[BEGIN Records provided]

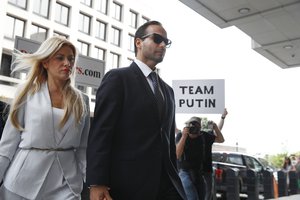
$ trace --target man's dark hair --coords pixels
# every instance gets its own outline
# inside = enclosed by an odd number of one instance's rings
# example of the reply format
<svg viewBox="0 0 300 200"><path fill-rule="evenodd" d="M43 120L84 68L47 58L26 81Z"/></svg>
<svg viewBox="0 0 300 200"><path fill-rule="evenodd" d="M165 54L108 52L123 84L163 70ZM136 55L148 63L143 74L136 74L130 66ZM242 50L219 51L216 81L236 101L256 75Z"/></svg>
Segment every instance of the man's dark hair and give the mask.
<svg viewBox="0 0 300 200"><path fill-rule="evenodd" d="M148 26L151 26L151 25L162 26L162 24L158 21L148 21L136 30L135 36L134 36L134 53L135 53L135 56L137 55L137 48L136 48L136 45L135 45L135 40L137 38L142 38L144 35L146 35L147 34L146 29L148 28Z"/></svg>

[END Records provided]

* _Task description_: Copy the records above word for word, leaving out the picture.

* _Full response_:
$ trace --target man's dark hair --coords pixels
# every instance gets its own outline
# inside = enclosed by an odd number of one instance's rings
# example of the reply format
<svg viewBox="0 0 300 200"><path fill-rule="evenodd" d="M43 120L84 68L47 58L26 81Z"/></svg>
<svg viewBox="0 0 300 200"><path fill-rule="evenodd" d="M165 54L108 52L123 84L163 70ZM136 55L148 63L143 74L136 74L130 66ZM242 50L219 51L216 81L236 101L256 75Z"/></svg>
Segment every instance of the man's dark hair and give the mask.
<svg viewBox="0 0 300 200"><path fill-rule="evenodd" d="M148 26L151 26L151 25L162 26L162 24L158 21L148 21L136 30L135 36L134 36L134 53L135 53L135 56L137 55L137 48L136 48L136 45L135 45L135 40L137 38L142 38L144 35L146 35L147 34L146 29L148 28Z"/></svg>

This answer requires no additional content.